━━ Extracted data ━━

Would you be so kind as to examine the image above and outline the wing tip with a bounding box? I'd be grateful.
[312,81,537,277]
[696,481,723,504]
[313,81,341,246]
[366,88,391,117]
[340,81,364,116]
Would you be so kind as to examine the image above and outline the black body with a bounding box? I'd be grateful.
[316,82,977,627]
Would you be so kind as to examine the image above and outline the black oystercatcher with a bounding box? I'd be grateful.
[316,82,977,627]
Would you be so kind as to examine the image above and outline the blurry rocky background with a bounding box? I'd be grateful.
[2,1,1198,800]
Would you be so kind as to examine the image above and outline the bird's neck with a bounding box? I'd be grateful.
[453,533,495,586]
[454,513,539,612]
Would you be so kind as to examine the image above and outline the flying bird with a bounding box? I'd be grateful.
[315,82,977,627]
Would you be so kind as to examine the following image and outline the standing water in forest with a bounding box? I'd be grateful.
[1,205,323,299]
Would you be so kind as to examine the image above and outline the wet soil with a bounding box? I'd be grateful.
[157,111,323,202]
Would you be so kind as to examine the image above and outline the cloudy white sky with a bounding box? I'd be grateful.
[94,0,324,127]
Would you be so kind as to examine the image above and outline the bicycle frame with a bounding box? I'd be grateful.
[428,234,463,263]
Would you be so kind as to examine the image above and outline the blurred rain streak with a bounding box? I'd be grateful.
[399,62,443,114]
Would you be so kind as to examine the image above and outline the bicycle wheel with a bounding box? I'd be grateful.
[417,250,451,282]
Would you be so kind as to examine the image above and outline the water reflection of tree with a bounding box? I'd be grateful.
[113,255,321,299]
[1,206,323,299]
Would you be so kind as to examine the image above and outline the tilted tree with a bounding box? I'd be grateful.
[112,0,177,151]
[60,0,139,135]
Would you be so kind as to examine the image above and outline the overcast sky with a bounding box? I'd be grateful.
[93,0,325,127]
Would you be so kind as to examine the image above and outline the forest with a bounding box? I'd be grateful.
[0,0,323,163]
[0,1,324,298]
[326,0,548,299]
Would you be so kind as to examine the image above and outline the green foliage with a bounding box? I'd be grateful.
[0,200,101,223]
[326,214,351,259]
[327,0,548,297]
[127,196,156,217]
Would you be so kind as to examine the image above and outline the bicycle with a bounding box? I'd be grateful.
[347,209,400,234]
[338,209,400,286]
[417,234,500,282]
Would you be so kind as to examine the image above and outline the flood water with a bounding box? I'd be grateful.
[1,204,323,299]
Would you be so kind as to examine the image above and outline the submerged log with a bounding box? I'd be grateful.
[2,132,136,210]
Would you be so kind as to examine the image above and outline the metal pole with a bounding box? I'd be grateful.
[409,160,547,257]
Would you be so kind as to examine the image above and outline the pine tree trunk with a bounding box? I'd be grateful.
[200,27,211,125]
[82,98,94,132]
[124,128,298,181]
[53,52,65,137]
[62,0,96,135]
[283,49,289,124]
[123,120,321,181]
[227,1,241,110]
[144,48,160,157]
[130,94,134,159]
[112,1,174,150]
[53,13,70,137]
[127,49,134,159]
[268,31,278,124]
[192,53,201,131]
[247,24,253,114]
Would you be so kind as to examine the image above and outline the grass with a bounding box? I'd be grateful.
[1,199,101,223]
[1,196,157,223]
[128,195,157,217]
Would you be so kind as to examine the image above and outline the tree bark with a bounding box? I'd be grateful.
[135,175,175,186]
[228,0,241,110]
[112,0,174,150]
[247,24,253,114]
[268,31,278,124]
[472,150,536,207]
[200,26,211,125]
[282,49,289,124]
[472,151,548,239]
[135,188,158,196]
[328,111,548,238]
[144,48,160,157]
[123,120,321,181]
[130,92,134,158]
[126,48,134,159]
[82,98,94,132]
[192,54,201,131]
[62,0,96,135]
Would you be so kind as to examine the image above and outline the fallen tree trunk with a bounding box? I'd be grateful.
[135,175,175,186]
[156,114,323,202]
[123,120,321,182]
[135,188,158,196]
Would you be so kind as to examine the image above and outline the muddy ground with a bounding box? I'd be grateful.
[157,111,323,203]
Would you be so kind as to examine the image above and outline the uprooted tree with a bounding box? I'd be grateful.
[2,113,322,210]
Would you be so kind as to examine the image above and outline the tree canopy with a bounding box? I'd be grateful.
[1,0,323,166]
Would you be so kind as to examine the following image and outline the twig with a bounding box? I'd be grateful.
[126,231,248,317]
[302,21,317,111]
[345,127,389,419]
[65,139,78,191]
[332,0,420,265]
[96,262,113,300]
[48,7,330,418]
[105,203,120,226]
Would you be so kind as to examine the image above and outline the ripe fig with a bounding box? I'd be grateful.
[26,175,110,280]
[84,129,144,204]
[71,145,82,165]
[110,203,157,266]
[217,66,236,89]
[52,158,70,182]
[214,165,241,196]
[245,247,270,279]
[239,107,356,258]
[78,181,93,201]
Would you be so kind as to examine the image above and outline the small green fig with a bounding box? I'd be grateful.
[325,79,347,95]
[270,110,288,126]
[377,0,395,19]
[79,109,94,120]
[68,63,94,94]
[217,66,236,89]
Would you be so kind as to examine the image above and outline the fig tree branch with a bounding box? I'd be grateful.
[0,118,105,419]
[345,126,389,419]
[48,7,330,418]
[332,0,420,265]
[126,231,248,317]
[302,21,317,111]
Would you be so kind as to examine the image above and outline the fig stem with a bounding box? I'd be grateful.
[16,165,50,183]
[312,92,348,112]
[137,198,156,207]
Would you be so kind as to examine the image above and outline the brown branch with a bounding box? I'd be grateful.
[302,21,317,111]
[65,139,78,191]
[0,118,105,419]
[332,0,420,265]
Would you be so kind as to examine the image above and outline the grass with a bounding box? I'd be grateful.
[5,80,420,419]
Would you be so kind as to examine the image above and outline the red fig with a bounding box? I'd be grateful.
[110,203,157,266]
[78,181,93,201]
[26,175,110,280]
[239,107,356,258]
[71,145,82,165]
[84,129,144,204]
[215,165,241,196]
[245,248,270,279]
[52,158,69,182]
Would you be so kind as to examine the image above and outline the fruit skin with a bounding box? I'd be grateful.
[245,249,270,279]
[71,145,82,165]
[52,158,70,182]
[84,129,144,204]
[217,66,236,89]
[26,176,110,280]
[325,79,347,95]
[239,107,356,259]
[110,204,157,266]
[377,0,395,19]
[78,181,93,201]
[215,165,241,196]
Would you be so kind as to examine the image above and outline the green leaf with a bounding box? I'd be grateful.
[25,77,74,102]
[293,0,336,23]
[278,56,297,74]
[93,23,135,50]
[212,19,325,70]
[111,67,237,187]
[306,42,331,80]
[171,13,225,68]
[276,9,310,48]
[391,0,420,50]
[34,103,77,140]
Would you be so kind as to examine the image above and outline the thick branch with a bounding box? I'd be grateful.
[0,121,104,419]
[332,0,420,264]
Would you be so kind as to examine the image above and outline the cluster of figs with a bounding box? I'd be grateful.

━━━

» Exercise instructions
For this exercise, transcribe all the records exactly.

» Response to this exercise
Would you be so kind as to examine the image above and outline the wing tip with a bounding box? I'd be grateful.
[312,81,537,277]
[696,481,723,504]
[313,81,341,246]
[366,88,391,117]
[340,81,364,116]
Would you be so kind as to examine the image above and outline the black body with a bounding box? I'd be grateful.
[316,82,977,627]
Would you be so kind as to examine the image above and outline the black oystercatcher with a bounding box? I'd be grateful.
[316,82,977,627]
Would you be so kind as to examine the image above and outline the blurry rocky background with a bounding box? I'd be grateful.
[2,1,1198,800]
Would you be so kind as to examine the image above and outline the bird's neck with a bounding box? I'd be grateful.
[453,533,495,586]
[454,513,539,612]
Would you be so kind as to examine the image above and outline the flying bird with a bounding box? I'd be grateful.
[315,82,977,627]
Would you be so kind as to examine the following image and outline the standing water in forest with a bounding box? I'd be grateful.
[1,205,323,299]
Would you be so kind as to examine the image above and outline the wet soil with a bounding box? I'd be grateful.
[157,111,323,202]
Would you be so kind as to examine the image above and outline the cloudy white sky with a bounding box? I'd be grateful.
[94,0,324,127]
Would you be so kind as to examine the image above and outline the bicycle frame with a bounding box? I'd be grateful.
[428,234,463,263]
Would you be so kind as to examine the image above and outline the blurred rain streak with a bounding box? I'd be grateful.
[399,62,443,114]
Would you be so kind as to examine the image above and outline the bicycle wheel with a bounding box? I'd be grateful.
[417,250,451,282]
Would you be so kind as to examine the image above and outline the water reflection of tree with a bounding box? I'd be grateful.
[113,255,321,299]
[1,206,323,299]
Would you be so kind as to examine the image above and outline the tilted tree with a bounding box? I'd be grateful.
[112,0,177,151]
[60,0,139,135]
Would you be so kind as to examine the image above and outline the overcast sky with a bounding box? I'd be grateful.
[93,0,325,127]
Would you be so kind as to examine the image above and outline the forest with a bounding box? I'd be grateful.
[0,0,323,163]
[0,1,324,298]
[326,0,548,299]
Would you be so kind as to examine the image above and outline the green foliage with a bounding box? I'd be grateful.
[0,200,101,223]
[326,214,351,259]
[327,0,548,297]
[127,196,156,217]
Would you be so kind as to examine the image above and outline the bicycle with a bounding box? I'd be grateful.
[347,209,400,234]
[338,209,400,286]
[417,234,500,282]
Would you be so kind as to examine the image above and outline the flood water with a bounding box? I'd be grateful.
[1,204,323,299]
Would you be so kind as to examine the image above and outline the submerged log with a bounding box? I'd be grateful.
[2,132,136,210]
Would you be so kind as to examine the image above and outline the metal pole with a bounding box? I'd be grateful.
[409,160,547,257]
Would you be so kind as to examine the image above and outline the pine tree trunk with a bounding box? I'd be grateful.
[200,27,211,125]
[82,98,94,132]
[124,128,298,181]
[53,52,65,137]
[62,0,96,135]
[283,49,289,124]
[123,120,321,181]
[227,1,241,110]
[144,48,160,157]
[130,94,134,159]
[112,1,174,150]
[53,13,70,137]
[127,49,134,159]
[268,31,278,124]
[192,53,201,131]
[247,24,253,114]
Would you be so kind as to examine the image above and outline the grass with a bounding box? I'd be grateful.
[1,199,101,223]
[1,196,157,223]
[128,195,157,217]
Would you be so kind as to examine the image above and outline the tree bark with a bounding box? I'd be grateful.
[135,175,175,186]
[228,0,241,110]
[112,0,174,150]
[247,24,253,114]
[268,31,278,124]
[472,150,536,207]
[200,26,211,125]
[282,49,289,124]
[472,151,548,239]
[135,188,158,196]
[328,111,548,238]
[144,48,160,157]
[123,120,321,181]
[130,92,134,158]
[126,48,134,159]
[82,98,94,132]
[192,54,201,131]
[62,0,96,135]
Would you be so kind as to examine the image above and outline the fallen tree trunk with a bounding box? I'd be grateful.
[135,175,175,186]
[156,114,323,202]
[123,120,321,182]
[135,188,158,196]
Would you be so kind as to examine the image above and outline the muddy ground with a bounding box? I'd be grateful.
[157,111,323,203]
Would you be so kind as to examine the image above and outline the uprooted tree with a bounding box? I'd be grateful.
[2,113,322,210]
Would you be so kind as to examine the image above and outline the tree canopy with a bounding box? I'd be grateful.
[1,0,323,166]
Would you be so kind as to examine the following image and outline the twig with a bounding box? I'd be grateful.
[126,231,248,317]
[302,21,317,111]
[345,127,389,419]
[65,139,78,191]
[332,0,420,265]
[96,262,113,300]
[48,7,330,418]
[105,203,120,226]
Would you be so kind as to examine the image above and outline the ripe fig with a bounding box? I'd be grateful.
[26,175,110,280]
[84,129,144,204]
[71,145,82,165]
[110,203,157,266]
[217,66,236,89]
[52,158,70,182]
[214,165,241,196]
[245,247,270,279]
[239,107,356,258]
[78,181,93,201]
Would you be so kind as to examine the image above and outline the small green fig with a bounding box? I'd be grateful.
[325,79,347,95]
[270,110,288,126]
[377,0,395,19]
[79,109,94,120]
[68,63,94,94]
[217,66,236,89]
Would you be so kind as to examine the image above and outline the fig tree branch with a bounding box? I'd be grateful.
[0,118,105,419]
[345,126,389,419]
[48,7,330,418]
[332,0,420,265]
[126,231,248,317]
[302,21,317,111]
Would you be so kind as to examine the image above and outline the fig stem with a bounding box? I'd be grateful.
[16,165,50,183]
[312,92,348,112]
[137,198,156,207]
Would you be so kind as to examine the image above and outline the brown branch with a bounding box? I'd be grateful.
[302,21,317,111]
[65,139,78,191]
[0,118,105,419]
[332,0,420,265]
Would you be so kind as to examine the image above and outline the grass with a bounding box? I'd be grateful.
[5,80,420,419]
Would you be so kind as to examine the image above and outline the red fig with a bounding box? I'd be grateful.
[110,203,157,266]
[78,181,93,201]
[26,175,110,280]
[239,107,356,258]
[71,145,82,165]
[84,129,144,204]
[215,165,241,196]
[245,248,270,279]
[52,158,69,182]
Would you be so kind as to examine the image above and outline the fruit skin with a bounding box? I'd be grateful.
[245,249,270,279]
[71,145,82,165]
[52,158,70,182]
[84,129,144,204]
[217,66,236,89]
[26,176,110,280]
[325,79,347,95]
[239,107,356,259]
[110,204,157,266]
[377,0,395,19]
[78,181,93,201]
[215,165,241,196]
Would you be so kind as to examine the image above and outline the green leaf with a bounding box? I'd be grateful.
[25,77,74,102]
[293,0,336,23]
[278,56,297,74]
[93,23,135,50]
[212,19,325,70]
[111,67,237,187]
[306,42,331,80]
[171,13,225,68]
[276,9,310,48]
[391,0,420,50]
[34,103,77,140]
Would you be so kind as to examine the image above and outline the thick branch with a bounding box? I'd be grateful.
[0,121,104,419]
[332,0,420,264]
Would you be so kind as to examine the image above and outline the cluster of figs with a bounding box? I'd be grateful.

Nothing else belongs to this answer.